» Requirements
Pick out and copy every line in the items below that contains the word "wooden".

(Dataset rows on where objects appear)
========================================

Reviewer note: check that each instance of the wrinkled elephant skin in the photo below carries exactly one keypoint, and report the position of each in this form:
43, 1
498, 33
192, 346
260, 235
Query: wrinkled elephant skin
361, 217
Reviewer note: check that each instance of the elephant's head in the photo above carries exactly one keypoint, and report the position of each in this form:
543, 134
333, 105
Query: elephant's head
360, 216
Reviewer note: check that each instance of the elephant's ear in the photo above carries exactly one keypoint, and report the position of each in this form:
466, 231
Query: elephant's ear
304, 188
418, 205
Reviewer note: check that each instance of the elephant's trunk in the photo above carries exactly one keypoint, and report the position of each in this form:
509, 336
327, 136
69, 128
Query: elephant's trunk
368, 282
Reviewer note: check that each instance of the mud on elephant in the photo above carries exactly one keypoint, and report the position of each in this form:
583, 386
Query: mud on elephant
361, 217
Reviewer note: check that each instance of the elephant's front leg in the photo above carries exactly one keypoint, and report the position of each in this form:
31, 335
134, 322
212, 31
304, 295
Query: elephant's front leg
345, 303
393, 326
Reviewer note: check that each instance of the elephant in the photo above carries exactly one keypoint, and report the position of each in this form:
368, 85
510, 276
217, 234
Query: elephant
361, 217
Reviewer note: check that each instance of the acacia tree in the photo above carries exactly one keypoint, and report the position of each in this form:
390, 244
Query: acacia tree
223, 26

========================================

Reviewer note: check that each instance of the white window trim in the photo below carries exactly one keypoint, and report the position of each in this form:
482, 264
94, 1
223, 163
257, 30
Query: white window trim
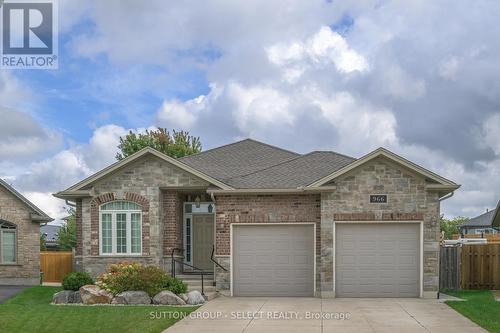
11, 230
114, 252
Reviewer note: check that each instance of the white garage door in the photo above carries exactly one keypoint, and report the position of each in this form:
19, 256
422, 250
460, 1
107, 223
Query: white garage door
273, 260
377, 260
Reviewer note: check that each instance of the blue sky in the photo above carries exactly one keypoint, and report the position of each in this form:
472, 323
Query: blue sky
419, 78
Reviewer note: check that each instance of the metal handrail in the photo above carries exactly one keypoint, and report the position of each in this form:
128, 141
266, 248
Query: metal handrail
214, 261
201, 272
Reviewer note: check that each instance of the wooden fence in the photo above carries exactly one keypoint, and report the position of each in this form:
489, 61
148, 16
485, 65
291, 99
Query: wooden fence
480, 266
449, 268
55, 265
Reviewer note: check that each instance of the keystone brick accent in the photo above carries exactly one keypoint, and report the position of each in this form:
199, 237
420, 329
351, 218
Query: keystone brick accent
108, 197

========================================

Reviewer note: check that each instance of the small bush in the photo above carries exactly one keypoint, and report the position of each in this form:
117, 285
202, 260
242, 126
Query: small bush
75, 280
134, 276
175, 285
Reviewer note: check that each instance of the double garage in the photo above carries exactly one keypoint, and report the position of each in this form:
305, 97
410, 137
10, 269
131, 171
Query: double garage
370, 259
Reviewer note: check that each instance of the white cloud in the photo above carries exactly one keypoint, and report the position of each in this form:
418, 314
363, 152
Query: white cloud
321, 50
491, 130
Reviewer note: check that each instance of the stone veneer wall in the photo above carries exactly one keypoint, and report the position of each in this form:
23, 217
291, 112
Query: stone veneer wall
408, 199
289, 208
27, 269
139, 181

========================================

» Task answer
Reviewer note: check that each instance of the wooden fence in the photo above carries exactly one keypoint, and report the position of each in this form:
Query: wooden fence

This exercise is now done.